→ Instruction: How many lines in the rows below contain the word "soldier"? Reply with the number alone.

══ Dataset rows ══

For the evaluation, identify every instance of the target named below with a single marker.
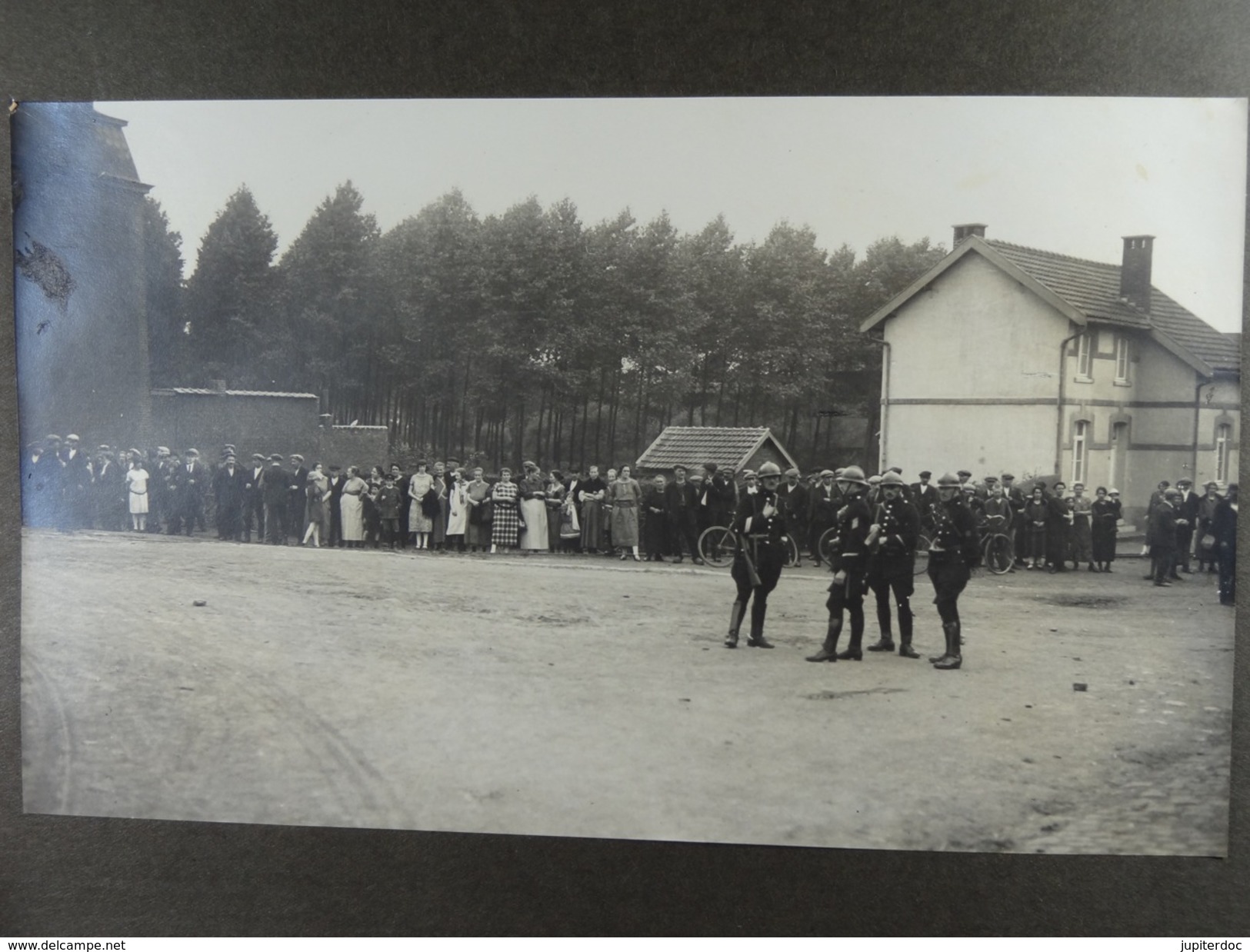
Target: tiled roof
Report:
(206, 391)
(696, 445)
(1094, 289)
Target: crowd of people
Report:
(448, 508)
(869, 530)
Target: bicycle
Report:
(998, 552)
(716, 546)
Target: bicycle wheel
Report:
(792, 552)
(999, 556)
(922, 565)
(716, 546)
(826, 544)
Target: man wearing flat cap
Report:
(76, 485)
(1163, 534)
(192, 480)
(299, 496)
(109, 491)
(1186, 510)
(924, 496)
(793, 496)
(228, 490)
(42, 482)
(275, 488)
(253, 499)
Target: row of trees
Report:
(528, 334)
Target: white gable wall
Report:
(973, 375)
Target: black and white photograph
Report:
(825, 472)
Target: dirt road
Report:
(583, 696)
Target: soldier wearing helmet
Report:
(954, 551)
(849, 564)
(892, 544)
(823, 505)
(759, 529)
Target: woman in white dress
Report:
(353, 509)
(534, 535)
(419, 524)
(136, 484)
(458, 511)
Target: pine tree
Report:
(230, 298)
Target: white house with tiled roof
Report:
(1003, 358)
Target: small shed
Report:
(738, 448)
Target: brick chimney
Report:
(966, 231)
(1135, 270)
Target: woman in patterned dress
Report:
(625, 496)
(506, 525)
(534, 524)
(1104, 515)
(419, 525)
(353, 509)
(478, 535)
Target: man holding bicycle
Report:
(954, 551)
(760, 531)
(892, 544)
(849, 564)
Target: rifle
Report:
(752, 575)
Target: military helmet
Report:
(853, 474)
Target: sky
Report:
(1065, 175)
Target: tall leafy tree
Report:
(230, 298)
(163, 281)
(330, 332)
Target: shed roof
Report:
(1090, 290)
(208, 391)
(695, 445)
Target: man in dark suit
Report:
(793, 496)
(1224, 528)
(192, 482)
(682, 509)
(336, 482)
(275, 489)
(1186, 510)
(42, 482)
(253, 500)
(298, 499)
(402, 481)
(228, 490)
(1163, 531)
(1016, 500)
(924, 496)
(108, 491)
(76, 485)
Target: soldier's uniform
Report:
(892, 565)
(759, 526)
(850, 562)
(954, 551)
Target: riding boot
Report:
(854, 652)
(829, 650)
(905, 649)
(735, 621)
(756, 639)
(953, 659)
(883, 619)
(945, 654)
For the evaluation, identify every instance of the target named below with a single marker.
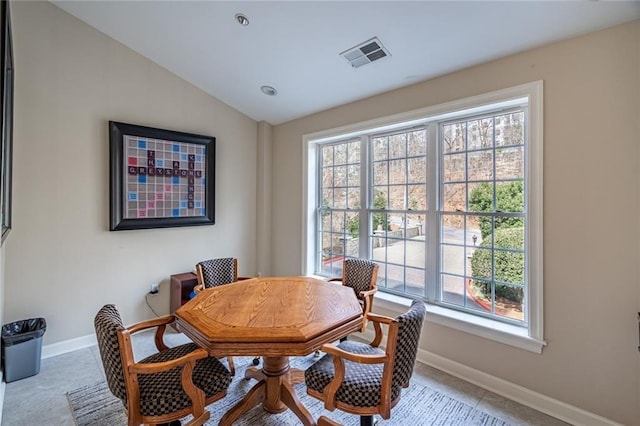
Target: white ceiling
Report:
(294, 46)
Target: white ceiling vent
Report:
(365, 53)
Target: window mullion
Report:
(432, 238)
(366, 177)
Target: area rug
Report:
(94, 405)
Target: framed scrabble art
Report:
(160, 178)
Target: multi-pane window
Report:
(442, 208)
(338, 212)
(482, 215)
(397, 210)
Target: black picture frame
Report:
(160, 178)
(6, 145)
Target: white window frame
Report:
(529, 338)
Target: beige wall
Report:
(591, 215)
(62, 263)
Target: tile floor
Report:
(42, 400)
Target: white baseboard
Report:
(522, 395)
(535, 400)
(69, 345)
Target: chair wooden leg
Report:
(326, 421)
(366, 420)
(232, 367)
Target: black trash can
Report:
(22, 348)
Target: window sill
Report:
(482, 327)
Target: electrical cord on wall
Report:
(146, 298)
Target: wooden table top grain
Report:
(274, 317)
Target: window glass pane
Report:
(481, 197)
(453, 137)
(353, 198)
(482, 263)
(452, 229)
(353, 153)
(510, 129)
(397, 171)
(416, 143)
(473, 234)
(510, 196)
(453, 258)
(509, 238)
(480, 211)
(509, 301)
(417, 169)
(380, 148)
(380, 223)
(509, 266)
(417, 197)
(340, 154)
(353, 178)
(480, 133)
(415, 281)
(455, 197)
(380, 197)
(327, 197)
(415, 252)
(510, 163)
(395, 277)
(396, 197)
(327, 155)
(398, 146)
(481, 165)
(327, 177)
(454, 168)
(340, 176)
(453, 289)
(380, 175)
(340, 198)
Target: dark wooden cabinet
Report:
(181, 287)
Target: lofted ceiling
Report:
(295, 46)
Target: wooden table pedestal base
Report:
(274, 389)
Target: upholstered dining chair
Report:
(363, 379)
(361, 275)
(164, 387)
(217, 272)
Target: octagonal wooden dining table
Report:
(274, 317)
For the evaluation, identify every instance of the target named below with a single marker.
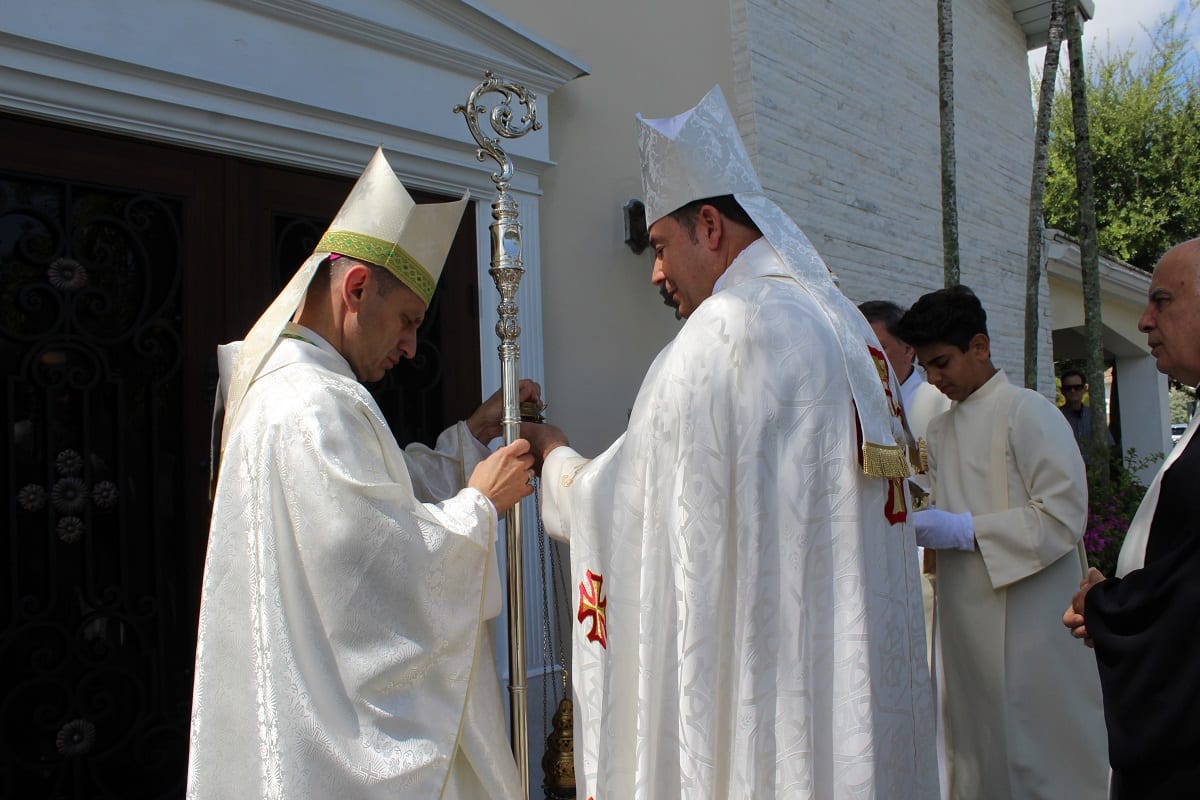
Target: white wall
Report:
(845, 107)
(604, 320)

═══
══ Dataset rows ══

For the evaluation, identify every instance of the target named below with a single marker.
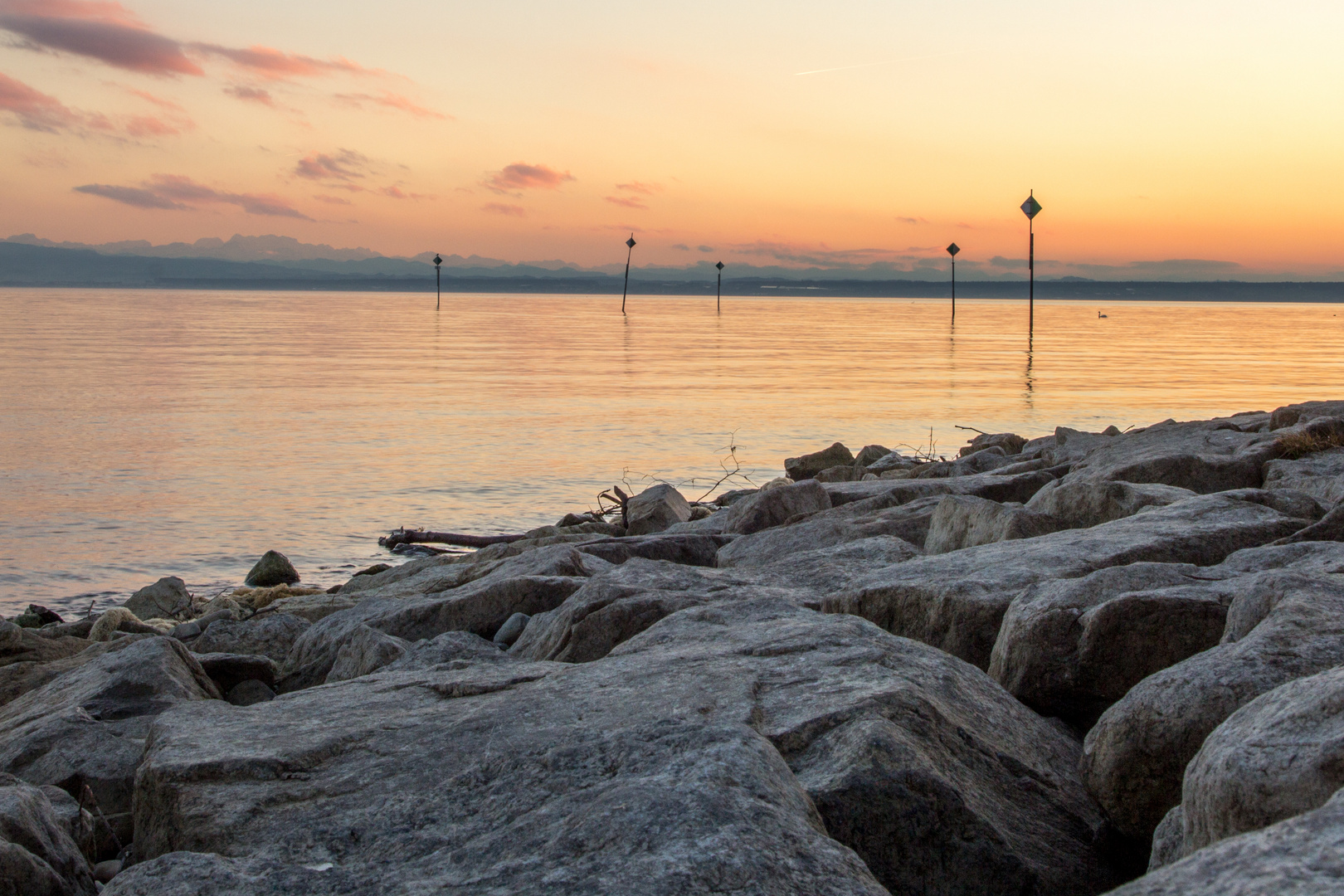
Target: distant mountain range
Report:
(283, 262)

═══
══ Dataset rows ══

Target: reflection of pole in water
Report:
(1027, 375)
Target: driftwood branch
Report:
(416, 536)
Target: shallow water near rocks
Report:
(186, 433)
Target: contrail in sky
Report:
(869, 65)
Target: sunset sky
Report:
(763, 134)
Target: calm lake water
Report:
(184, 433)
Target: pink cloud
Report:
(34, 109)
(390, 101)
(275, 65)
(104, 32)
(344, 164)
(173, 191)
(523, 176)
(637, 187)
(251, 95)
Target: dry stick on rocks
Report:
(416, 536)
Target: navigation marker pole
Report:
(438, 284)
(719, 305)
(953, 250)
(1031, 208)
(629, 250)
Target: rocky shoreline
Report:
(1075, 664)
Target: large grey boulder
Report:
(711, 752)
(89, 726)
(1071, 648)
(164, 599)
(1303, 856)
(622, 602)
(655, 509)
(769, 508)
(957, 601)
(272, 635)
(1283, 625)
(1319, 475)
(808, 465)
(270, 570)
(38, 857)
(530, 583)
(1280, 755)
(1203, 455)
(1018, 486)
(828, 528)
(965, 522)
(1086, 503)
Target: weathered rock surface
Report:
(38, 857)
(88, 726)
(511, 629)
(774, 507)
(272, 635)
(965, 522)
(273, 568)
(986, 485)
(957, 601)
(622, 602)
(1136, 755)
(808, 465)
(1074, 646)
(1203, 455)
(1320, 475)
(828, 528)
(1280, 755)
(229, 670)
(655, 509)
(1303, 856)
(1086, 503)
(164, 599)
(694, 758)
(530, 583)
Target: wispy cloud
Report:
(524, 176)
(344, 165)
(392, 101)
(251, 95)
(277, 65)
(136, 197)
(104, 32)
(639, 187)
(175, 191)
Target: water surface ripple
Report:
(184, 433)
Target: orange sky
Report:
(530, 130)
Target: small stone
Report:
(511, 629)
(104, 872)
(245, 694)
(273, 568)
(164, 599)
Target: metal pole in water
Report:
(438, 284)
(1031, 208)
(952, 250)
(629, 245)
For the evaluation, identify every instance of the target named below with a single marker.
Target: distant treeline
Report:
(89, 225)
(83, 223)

═══

→ Result of the exercise: 2